-- Start of Provided records --

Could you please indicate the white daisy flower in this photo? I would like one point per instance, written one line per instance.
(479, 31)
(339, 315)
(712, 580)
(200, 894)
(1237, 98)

-- End of Provided records --
-- Start of Provided records --

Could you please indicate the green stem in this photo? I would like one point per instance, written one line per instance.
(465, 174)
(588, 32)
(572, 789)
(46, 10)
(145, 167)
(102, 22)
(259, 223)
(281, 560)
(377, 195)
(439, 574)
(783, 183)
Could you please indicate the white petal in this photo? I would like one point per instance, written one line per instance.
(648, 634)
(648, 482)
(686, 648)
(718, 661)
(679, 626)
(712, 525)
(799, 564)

-- End of Provided records --

Task instructions: Count the lines above that contain the word "please", and reply with the number alone.

Output below: 3